■ RECORDS FOR THE TASK
***

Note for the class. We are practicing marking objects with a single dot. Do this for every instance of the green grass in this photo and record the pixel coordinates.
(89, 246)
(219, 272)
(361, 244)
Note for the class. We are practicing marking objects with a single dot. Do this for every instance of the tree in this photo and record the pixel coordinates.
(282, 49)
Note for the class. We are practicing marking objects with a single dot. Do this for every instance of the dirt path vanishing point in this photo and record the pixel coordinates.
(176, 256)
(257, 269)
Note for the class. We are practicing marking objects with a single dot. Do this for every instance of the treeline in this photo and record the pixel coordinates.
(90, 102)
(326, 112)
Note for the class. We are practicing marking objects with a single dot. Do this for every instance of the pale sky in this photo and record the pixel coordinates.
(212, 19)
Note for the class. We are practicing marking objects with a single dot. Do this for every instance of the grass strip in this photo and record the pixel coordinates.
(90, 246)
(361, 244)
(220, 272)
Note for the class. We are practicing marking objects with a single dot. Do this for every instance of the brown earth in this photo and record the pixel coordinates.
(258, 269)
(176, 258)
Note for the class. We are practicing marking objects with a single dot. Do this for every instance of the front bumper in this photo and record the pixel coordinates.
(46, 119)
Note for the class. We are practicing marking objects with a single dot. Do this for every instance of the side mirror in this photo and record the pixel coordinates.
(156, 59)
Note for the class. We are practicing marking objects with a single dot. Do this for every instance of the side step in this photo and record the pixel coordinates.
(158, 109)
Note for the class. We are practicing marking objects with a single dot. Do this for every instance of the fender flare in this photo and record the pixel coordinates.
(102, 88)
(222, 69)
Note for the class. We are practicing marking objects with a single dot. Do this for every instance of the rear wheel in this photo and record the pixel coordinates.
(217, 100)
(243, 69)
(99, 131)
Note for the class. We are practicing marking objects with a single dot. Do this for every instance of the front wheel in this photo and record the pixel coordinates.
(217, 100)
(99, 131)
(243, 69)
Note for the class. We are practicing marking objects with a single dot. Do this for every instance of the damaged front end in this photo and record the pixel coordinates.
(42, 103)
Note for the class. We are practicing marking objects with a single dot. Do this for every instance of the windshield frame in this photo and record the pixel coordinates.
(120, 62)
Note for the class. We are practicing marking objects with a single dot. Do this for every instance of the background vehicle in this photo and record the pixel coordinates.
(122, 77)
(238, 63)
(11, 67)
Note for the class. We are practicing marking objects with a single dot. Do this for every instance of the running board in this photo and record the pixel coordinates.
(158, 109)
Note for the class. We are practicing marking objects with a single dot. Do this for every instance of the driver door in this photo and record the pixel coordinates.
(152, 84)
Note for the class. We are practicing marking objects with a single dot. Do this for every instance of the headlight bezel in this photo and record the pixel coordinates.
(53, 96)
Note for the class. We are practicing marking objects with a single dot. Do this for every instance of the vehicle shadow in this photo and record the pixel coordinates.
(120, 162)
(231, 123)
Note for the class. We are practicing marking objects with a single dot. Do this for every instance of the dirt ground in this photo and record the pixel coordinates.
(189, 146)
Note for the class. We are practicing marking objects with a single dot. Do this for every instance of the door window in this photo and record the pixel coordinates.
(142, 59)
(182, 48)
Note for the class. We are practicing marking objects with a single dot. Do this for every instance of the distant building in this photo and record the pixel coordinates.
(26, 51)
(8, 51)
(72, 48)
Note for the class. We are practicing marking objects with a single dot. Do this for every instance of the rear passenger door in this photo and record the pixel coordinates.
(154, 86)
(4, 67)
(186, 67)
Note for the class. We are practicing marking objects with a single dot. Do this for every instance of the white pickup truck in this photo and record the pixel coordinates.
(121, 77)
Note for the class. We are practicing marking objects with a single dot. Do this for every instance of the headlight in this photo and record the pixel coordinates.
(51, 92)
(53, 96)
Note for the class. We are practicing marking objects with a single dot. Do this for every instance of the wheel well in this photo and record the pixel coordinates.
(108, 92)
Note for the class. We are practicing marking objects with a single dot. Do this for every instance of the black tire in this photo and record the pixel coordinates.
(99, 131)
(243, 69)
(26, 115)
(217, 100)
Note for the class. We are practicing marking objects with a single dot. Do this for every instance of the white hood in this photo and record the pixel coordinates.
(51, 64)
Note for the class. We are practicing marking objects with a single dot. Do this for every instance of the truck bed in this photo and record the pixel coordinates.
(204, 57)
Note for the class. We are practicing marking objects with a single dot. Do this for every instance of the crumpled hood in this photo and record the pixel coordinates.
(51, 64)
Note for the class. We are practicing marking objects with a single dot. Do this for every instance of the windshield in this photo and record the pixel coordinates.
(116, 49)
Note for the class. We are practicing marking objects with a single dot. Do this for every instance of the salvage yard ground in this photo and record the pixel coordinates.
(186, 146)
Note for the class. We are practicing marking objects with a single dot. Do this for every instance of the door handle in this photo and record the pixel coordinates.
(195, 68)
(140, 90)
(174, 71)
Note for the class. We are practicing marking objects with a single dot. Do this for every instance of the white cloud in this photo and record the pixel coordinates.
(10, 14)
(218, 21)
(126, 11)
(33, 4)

***

■ TASK DETAILS
Every line of the material above must be duplicated exactly.

■ SOLUTION BELOW
Note for the class. We are practicing marking objects with a single dot. Do this for every instance of the green grass in this photo and record the pixel coordinates.
(89, 246)
(219, 272)
(361, 244)
Note for the class. We are practicing marking objects with a single dot. Do this for every instance of the tree in this photo and record the pixel coordinates.
(282, 49)
Note for the class. We are practicing marking objects with a single dot. Do this for every instance of the dirt path vanishing point in this photo and record the pixel coordinates.
(176, 256)
(257, 269)
Note for the class. We are practicing marking objects with a single dot. Do this for every instance of the treeline in this photo and record the pixel coordinates.
(90, 102)
(326, 112)
Note for the class. We are practicing marking objects with a single dot. Do this for every instance of the pale sky in this photo and record the pixel coordinates.
(212, 19)
Note for the class. We are practicing marking objects with a single dot. Do this for every instance of the grass strip in this photo and record the pixel coordinates.
(90, 246)
(361, 244)
(220, 272)
Note for the class. We are practicing marking objects with a single dot. Do this for every instance of the brown earth in this photo and record the pixel coordinates.
(258, 269)
(176, 258)
Note for the class. We are practicing marking objects with a single dot. Do this for every instance of the front bumper in this photo and record the pixel coordinates.
(46, 119)
Note for the class. We are practicing marking objects with a single dot. Do this for every instance of the side mirror in this photo and record the pixel coordinates.
(156, 59)
Note for the class. We are practicing marking objects with a single dot. Do this for every instance of the side step in this photo and record the pixel coordinates.
(158, 109)
Note for the class. We are practicing marking objects with a single dot. Do this for every instance of the fender flare in this photo and record the pixel coordinates.
(102, 88)
(222, 69)
Note for the class. We are practicing marking objects with a single dot. Do this for every instance of the rear wheel in this photo and record the pixel coordinates.
(217, 100)
(243, 69)
(99, 131)
Note for the class. We are practicing marking objects with a single dot. Do this for every instance of the front wheel in this photo and record the pixel coordinates.
(217, 100)
(99, 131)
(243, 69)
Note for the class. We are practicing marking objects with a single dot. Do this for every instance of the damaged front end in this photo and record the pixel coordinates.
(42, 103)
Note for the class. We are practicing marking objects with a single dot. Do this for every instance of the windshield frame in this photo and record the pixel coordinates.
(120, 62)
Note for the class. We are practicing marking objects with a single dot. Do this for every instance of the background vehicle in this photo and record the pixel coordinates.
(122, 77)
(238, 63)
(11, 67)
Note for the class. We are practicing marking objects with a single dot. Do this for every instance of the running board in this photo and record the pixel coordinates.
(158, 109)
Note for the class. We are practicing marking objects with a single dot. Do this for every instance of the driver door in this photo and record the pixel coordinates.
(152, 84)
Note for the class. We are practicing marking objects with a single dot. Do this for every instance of the headlight bezel in this photo and record the pixel coordinates.
(53, 96)
Note for the class. We are practicing marking objects with a single dot. Do this for every instance of the vehicle shadow in this photo and record the pixel coordinates.
(120, 162)
(231, 123)
Note for the class. We are practicing marking objects with a single dot. Do this for every instance of the dirt ground in this photo and record the pixel coordinates.
(189, 146)
Note for the class. We are practicing marking objects with a single dot. Do this for every instance of the door window in this photo and record the pixel coordinates.
(142, 59)
(182, 48)
Note for the class. We are practicing marking objects with a single dot. Do this for every instance of the distant building in this photo and record the pixel coordinates.
(26, 51)
(8, 51)
(72, 48)
Note for the class. We are practicing marking objects with a single dot. Do this for every instance of the rear passenger door in this photo and record the pixel coordinates.
(154, 86)
(4, 67)
(186, 67)
Note for the class. We are practicing marking objects with a single dot. Do this for every instance of the white pickup truck in this photo and record the pixel coordinates.
(121, 77)
Note for the class. We are practicing marking objects with a single dot. Do this for every instance of the headlight in this photo and record the pixel coordinates.
(51, 92)
(53, 96)
Note for the class. We are practicing marking objects with a single dot. Do this for every instance of the wheel well in this photo and record the pixel coordinates.
(108, 92)
Note for the class. We are practicing marking objects with a single dot. Do this for every instance of the black tire in this photo and record the pixel coordinates.
(99, 131)
(243, 69)
(26, 115)
(217, 100)
Note for the class. We are practicing marking objects with a single dot. Do this for every instance of the white hood in this photo and record the pixel coordinates.
(51, 64)
Note for the class. We are practicing marking objects with a single dot. Do this for every instance of the truck bed in this photo and record the pixel coordinates.
(204, 57)
Note for the class. We are practicing marking objects with a single dot. Do this for every instance of the crumpled hood in this photo and record the pixel coordinates.
(51, 64)
Note for the class. We are practicing marking objects with a single dot. Do this for every instance of the windshield in this photo and record the pixel coordinates.
(116, 49)
Note for the class. We are practicing marking objects with a single dot. Do this for every instance of the salvage yard ground in this photo and record the pixel coordinates.
(186, 146)
Note for the class. We are practicing marking objects with a single dot. Do this for every instance of the door handle in this photo and record the pixel coordinates.
(195, 68)
(140, 90)
(174, 71)
Note for the class. We are practicing marking objects with a single dot. Do this for every instance of the white cloud in this photo and record the pixel coordinates.
(10, 14)
(218, 21)
(126, 11)
(33, 4)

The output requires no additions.